## start
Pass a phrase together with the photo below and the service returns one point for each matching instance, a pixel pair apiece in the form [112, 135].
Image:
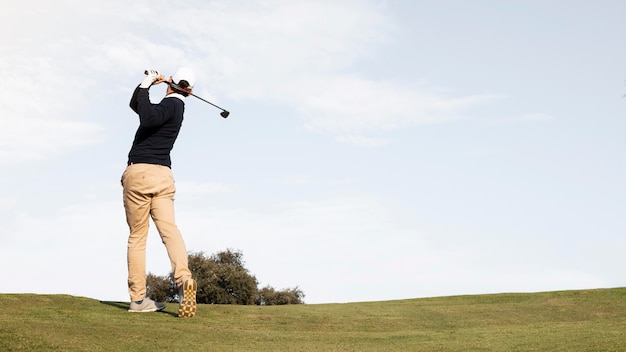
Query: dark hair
[184, 85]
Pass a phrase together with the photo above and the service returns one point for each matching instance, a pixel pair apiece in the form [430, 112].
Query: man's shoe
[187, 298]
[147, 305]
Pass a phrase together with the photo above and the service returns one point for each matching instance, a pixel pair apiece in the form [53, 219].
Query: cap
[185, 74]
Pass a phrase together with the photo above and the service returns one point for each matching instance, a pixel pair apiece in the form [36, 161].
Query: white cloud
[361, 141]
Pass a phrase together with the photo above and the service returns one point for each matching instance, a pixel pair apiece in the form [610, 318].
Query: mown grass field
[588, 320]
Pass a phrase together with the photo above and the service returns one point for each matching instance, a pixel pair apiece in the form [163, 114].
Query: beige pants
[149, 192]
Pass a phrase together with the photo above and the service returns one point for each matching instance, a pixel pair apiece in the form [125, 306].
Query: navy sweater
[159, 125]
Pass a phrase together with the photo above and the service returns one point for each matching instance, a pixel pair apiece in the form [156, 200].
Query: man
[149, 190]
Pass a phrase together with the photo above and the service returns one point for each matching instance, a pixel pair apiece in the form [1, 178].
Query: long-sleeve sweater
[159, 125]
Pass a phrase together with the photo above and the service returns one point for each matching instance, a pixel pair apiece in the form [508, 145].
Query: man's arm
[133, 101]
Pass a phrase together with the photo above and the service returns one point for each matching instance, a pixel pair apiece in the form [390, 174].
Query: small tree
[268, 296]
[222, 278]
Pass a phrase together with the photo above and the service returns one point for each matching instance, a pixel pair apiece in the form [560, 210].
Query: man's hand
[152, 77]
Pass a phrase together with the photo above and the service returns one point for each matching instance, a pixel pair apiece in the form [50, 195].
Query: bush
[268, 296]
[222, 279]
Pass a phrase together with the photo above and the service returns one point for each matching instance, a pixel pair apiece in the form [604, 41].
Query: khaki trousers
[149, 192]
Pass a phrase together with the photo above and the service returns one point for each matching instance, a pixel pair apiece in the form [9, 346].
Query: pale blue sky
[375, 150]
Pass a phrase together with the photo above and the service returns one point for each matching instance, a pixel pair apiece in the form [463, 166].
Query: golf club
[174, 86]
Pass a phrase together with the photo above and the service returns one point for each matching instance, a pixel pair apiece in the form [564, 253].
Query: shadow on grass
[125, 306]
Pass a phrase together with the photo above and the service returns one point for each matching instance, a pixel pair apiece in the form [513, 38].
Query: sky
[375, 150]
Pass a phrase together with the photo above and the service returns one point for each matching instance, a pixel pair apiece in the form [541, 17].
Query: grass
[587, 320]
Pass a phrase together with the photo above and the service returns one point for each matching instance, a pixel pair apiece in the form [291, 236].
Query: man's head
[183, 78]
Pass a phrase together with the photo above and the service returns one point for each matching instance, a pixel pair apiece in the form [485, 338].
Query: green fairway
[588, 320]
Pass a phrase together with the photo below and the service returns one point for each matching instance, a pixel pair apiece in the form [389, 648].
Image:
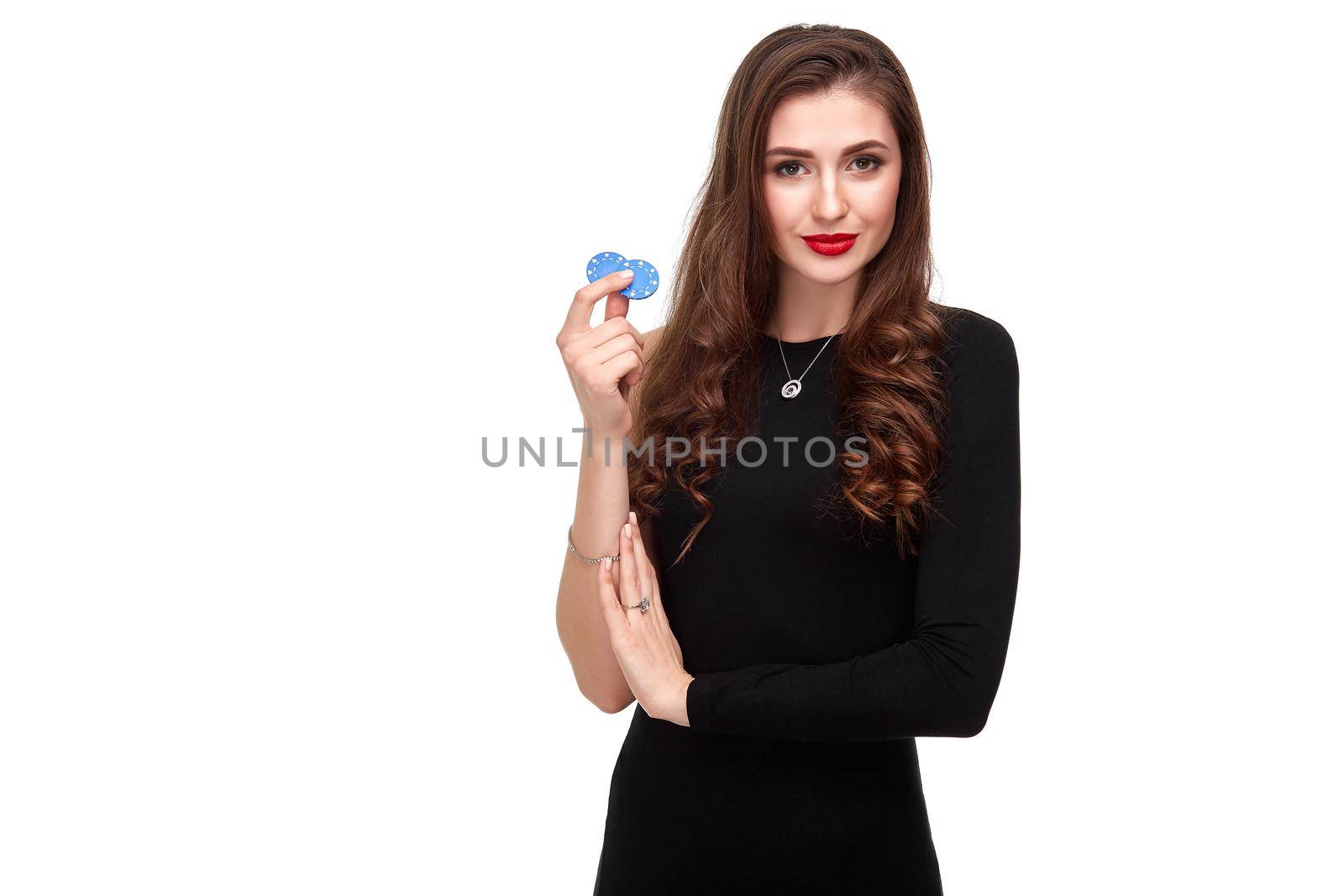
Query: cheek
[783, 208]
[878, 206]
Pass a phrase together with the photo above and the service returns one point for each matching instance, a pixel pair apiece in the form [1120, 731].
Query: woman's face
[832, 167]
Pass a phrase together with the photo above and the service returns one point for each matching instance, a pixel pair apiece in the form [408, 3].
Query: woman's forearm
[601, 510]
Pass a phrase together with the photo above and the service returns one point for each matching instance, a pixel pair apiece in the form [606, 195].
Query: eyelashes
[874, 165]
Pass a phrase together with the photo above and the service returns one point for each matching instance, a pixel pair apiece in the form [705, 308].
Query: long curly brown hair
[702, 371]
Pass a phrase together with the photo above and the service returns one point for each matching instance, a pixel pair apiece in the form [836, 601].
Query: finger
[642, 560]
[581, 309]
[605, 332]
[613, 347]
[617, 305]
[651, 579]
[622, 365]
[629, 586]
[612, 611]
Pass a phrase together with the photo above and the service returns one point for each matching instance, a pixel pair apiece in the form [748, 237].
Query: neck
[806, 309]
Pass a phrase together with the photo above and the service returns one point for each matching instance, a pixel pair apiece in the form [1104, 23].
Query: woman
[790, 620]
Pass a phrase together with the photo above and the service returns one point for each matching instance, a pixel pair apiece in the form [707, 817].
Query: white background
[272, 270]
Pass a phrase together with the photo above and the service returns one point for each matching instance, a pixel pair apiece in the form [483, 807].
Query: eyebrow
[806, 154]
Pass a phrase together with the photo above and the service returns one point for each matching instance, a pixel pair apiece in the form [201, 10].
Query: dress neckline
[815, 343]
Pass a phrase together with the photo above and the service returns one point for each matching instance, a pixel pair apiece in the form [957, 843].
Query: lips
[831, 244]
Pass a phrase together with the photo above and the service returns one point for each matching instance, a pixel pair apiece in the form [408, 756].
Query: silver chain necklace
[795, 385]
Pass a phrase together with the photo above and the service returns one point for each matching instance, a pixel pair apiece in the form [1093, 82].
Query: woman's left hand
[642, 640]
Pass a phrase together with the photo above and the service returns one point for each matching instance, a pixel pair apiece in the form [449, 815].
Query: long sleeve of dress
[944, 679]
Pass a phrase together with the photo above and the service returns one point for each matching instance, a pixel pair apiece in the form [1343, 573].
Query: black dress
[817, 660]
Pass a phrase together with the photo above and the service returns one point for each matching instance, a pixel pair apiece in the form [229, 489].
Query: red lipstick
[831, 244]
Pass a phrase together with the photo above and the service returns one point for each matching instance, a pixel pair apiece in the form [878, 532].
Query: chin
[828, 273]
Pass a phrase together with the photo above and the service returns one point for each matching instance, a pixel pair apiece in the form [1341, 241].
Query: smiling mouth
[831, 244]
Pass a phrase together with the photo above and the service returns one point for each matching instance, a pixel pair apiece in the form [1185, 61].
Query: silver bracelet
[575, 551]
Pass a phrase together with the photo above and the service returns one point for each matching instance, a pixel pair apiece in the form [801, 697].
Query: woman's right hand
[604, 362]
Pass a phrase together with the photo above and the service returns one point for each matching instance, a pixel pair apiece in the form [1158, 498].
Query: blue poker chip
[605, 264]
[644, 284]
[645, 281]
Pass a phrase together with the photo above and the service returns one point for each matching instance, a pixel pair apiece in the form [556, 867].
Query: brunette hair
[702, 374]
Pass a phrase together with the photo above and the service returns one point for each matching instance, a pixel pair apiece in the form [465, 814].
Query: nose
[828, 203]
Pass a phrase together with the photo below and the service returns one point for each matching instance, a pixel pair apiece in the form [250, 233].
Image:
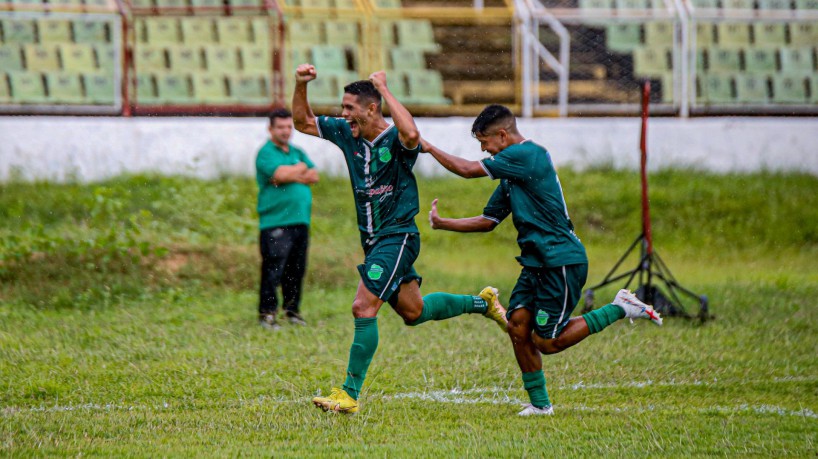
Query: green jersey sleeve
[499, 205]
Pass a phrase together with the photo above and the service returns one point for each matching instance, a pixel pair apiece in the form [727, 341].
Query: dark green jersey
[530, 190]
[380, 172]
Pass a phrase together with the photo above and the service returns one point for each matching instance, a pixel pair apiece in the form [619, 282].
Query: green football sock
[441, 306]
[534, 383]
[600, 318]
[364, 345]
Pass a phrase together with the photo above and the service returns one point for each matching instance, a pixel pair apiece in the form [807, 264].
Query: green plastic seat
[416, 33]
[623, 37]
[18, 31]
[99, 88]
[11, 58]
[41, 58]
[760, 61]
[343, 33]
[715, 89]
[797, 60]
[790, 89]
[723, 60]
[54, 30]
[752, 89]
[27, 87]
[185, 59]
[222, 59]
[198, 31]
[733, 34]
[651, 61]
[64, 88]
[77, 57]
[425, 87]
[90, 31]
[769, 34]
[173, 89]
[233, 31]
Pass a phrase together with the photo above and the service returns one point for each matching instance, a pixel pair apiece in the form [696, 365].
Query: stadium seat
[651, 61]
[198, 31]
[64, 88]
[99, 89]
[659, 33]
[623, 37]
[416, 33]
[788, 89]
[54, 31]
[769, 35]
[425, 87]
[185, 59]
[751, 89]
[162, 31]
[803, 33]
[407, 59]
[733, 34]
[760, 61]
[222, 59]
[329, 57]
[210, 89]
[27, 87]
[233, 31]
[716, 89]
[797, 60]
[41, 58]
[256, 59]
[723, 60]
[11, 58]
[304, 31]
[173, 89]
[77, 57]
[344, 33]
[250, 89]
[90, 31]
[18, 31]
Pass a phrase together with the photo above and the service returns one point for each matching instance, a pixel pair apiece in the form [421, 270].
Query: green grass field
[128, 328]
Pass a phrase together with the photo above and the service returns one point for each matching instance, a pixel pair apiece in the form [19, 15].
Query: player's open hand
[434, 217]
[305, 73]
[378, 79]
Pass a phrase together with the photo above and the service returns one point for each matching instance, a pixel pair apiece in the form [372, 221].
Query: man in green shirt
[380, 157]
[554, 262]
[284, 174]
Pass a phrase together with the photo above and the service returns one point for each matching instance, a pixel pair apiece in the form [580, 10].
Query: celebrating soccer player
[380, 157]
[554, 262]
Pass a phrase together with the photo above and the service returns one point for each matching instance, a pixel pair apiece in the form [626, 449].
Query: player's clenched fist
[305, 73]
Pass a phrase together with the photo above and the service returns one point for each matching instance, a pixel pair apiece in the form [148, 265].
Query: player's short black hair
[365, 91]
[279, 113]
[493, 116]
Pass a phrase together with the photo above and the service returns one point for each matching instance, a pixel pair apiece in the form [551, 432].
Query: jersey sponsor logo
[375, 272]
[542, 318]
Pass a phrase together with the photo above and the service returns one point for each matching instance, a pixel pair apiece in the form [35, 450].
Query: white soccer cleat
[531, 410]
[635, 309]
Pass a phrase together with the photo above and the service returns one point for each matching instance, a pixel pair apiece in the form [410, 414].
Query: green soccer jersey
[380, 172]
[530, 190]
[286, 204]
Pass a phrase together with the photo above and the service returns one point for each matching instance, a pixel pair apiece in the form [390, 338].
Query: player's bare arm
[477, 224]
[303, 117]
[455, 164]
[408, 131]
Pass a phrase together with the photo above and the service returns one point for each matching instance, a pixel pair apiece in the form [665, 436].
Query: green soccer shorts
[551, 294]
[388, 264]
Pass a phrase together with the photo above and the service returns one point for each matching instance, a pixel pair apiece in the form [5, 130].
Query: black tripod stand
[650, 264]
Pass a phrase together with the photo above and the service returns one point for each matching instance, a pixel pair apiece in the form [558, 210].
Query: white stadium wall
[93, 149]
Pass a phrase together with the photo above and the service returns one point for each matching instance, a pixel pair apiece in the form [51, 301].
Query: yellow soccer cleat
[495, 310]
[338, 401]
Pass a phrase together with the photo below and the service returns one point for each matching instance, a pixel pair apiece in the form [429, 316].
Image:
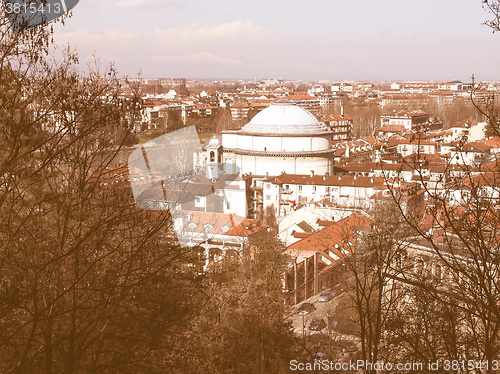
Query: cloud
[202, 57]
[136, 4]
[190, 33]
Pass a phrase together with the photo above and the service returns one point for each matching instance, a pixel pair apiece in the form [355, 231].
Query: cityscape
[160, 223]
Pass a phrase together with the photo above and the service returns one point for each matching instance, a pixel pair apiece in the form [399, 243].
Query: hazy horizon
[333, 40]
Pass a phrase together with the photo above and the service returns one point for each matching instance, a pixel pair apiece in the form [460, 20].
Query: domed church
[281, 138]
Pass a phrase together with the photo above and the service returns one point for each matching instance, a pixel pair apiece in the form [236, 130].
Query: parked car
[329, 294]
[317, 324]
[306, 308]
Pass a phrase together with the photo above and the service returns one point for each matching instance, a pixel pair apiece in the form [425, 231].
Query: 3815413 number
[470, 365]
[33, 7]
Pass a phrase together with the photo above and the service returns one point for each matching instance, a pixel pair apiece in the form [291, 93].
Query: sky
[366, 40]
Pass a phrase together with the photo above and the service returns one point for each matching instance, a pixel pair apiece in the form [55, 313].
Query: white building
[280, 138]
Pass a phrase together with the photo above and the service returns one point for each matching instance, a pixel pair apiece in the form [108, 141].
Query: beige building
[280, 138]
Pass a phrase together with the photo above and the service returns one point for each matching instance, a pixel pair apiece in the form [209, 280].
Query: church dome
[282, 119]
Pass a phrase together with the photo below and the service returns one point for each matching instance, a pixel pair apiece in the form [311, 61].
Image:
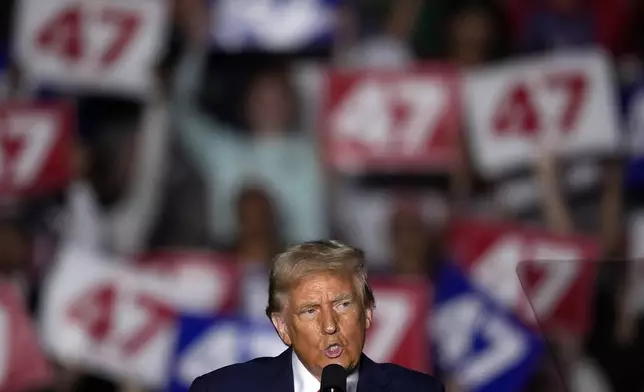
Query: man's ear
[368, 315]
[280, 326]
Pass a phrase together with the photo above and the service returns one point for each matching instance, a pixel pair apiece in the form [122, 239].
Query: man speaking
[321, 306]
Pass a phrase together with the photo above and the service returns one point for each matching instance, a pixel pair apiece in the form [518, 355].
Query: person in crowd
[379, 34]
[273, 154]
[112, 204]
[545, 25]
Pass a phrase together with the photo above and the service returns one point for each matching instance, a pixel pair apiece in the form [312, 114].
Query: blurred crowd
[224, 150]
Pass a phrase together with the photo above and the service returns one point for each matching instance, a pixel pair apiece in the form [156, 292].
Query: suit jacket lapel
[372, 378]
[282, 376]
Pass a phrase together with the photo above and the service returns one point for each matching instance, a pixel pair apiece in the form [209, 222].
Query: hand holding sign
[529, 271]
[120, 319]
[101, 44]
[563, 100]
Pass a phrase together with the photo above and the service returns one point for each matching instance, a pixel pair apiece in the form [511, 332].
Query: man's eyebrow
[343, 297]
[310, 304]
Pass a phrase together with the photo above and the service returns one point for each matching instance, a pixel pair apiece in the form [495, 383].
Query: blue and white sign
[478, 342]
[633, 110]
[208, 343]
[273, 25]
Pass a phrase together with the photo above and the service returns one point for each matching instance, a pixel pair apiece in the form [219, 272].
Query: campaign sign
[531, 271]
[481, 345]
[101, 45]
[206, 343]
[271, 25]
[392, 120]
[36, 147]
[563, 102]
[23, 365]
[110, 316]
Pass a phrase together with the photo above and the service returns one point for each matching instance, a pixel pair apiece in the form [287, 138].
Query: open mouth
[333, 351]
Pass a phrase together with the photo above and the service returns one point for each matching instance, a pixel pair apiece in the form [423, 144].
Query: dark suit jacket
[276, 375]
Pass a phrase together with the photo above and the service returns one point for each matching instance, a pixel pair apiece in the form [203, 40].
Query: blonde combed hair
[328, 256]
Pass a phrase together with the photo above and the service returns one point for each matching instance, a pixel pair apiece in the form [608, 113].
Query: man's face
[324, 321]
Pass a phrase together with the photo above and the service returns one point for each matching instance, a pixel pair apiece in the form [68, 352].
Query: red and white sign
[529, 270]
[36, 147]
[564, 103]
[391, 119]
[100, 44]
[23, 365]
[119, 319]
[399, 332]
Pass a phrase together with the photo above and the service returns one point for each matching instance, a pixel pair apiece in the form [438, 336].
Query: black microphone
[334, 379]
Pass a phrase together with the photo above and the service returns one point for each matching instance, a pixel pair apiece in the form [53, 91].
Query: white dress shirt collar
[304, 381]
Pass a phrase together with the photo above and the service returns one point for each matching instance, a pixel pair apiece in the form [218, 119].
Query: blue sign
[633, 110]
[481, 344]
[273, 25]
[206, 343]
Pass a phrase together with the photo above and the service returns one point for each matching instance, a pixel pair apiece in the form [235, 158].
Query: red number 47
[519, 112]
[95, 312]
[63, 34]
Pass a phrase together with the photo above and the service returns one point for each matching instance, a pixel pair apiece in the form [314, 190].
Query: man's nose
[329, 321]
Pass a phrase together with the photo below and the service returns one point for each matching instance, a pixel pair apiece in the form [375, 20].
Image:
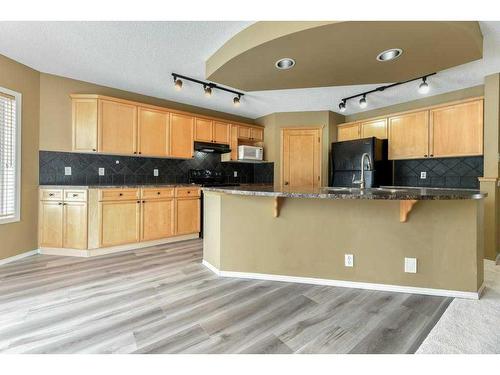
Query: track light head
[342, 106]
[362, 102]
[424, 88]
[208, 91]
[177, 84]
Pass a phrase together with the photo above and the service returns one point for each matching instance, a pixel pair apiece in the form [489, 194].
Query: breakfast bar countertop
[382, 193]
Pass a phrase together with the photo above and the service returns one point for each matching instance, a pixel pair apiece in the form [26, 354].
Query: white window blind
[9, 150]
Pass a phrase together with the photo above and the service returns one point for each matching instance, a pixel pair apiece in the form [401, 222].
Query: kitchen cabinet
[153, 132]
[409, 136]
[117, 127]
[348, 132]
[457, 130]
[181, 135]
[374, 128]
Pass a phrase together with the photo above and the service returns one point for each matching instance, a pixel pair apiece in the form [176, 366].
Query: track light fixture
[423, 88]
[208, 87]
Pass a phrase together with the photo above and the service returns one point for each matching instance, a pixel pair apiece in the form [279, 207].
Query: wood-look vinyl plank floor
[161, 299]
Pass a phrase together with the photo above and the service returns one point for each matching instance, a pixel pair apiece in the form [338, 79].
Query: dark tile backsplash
[460, 172]
[139, 170]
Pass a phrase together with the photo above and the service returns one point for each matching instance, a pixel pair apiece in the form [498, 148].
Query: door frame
[282, 135]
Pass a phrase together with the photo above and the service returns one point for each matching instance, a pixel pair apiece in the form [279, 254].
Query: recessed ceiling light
[390, 54]
[285, 63]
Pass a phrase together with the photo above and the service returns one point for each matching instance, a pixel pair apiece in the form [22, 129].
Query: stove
[208, 178]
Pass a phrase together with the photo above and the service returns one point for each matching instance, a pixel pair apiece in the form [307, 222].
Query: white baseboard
[19, 256]
[346, 284]
[114, 249]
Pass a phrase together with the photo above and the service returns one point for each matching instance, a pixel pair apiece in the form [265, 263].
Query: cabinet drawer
[157, 193]
[75, 195]
[187, 192]
[51, 194]
[118, 194]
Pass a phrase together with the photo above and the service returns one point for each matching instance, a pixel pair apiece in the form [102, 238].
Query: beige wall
[273, 124]
[19, 237]
[311, 236]
[415, 104]
[55, 108]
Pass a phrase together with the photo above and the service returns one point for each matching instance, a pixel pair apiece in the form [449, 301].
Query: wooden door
[256, 134]
[221, 132]
[153, 132]
[457, 130]
[181, 135]
[84, 119]
[158, 219]
[243, 132]
[117, 127]
[51, 224]
[348, 132]
[374, 128]
[119, 222]
[409, 136]
[75, 225]
[203, 130]
[301, 157]
[187, 215]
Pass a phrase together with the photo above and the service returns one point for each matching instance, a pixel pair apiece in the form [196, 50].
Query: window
[10, 151]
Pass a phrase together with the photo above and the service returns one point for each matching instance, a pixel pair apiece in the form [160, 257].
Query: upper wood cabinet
[409, 136]
[348, 132]
[117, 127]
[374, 128]
[153, 132]
[457, 130]
[181, 135]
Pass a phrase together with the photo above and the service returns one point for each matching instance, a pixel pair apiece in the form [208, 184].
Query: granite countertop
[146, 186]
[385, 193]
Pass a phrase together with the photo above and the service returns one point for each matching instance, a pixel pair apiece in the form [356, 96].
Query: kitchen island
[305, 235]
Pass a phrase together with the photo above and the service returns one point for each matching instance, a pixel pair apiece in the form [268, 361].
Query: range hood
[211, 148]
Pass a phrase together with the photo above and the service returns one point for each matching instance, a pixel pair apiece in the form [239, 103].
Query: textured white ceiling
[140, 57]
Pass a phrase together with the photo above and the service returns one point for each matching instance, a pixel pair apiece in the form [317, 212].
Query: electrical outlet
[411, 265]
[349, 260]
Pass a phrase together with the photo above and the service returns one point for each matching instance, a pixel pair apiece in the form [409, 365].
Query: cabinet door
[348, 132]
[75, 225]
[374, 128]
[221, 132]
[457, 130]
[117, 127]
[203, 130]
[188, 215]
[181, 135]
[256, 134]
[152, 132]
[84, 119]
[119, 222]
[243, 132]
[158, 219]
[51, 224]
[409, 136]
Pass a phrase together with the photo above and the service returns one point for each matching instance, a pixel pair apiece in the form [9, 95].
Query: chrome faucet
[361, 181]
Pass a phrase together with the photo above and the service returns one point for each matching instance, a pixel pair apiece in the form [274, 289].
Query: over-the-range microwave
[250, 153]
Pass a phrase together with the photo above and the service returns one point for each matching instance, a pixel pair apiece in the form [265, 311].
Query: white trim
[114, 249]
[18, 256]
[346, 284]
[19, 108]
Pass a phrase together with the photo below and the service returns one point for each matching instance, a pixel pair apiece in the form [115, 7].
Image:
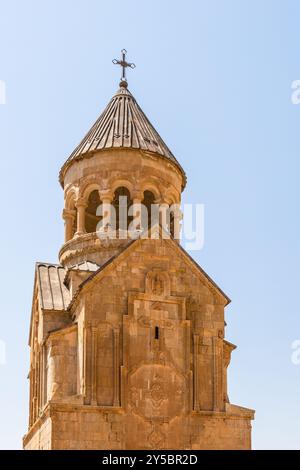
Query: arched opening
[91, 219]
[121, 204]
[70, 218]
[148, 202]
## end
▶ WORK TO BE COMPLETED: Output verbatim the lines beginning at the line with "form [9, 95]." and ending at the last line of the material above, inclusive. Do not carry over any pictures.

▶ SOLUTION FOR THIS PROBLEM:
Pass a phrase together with the photo above and the service returns one point for each matching instance, a pixel pair apiece in the form [9, 95].
Query: chrome faucet
[361, 181]
Pass a phrase together with the photo above and the service returns one point for each matching instance, a pixel pair apiece in the form [274, 289].
Query: over-the-range microwave
[250, 153]
Pass a phrase together with the photo above and the service returns one point for each matching instance, a pixel pair apiece in the form [265, 311].
Query: white trim
[114, 249]
[18, 256]
[346, 284]
[19, 108]
Pass a phrase together with the photo below and the service returns one point for each matching instance, a pixel pair apiece in the form [115, 7].
Image:
Query: arched opening
[91, 219]
[121, 204]
[70, 218]
[148, 202]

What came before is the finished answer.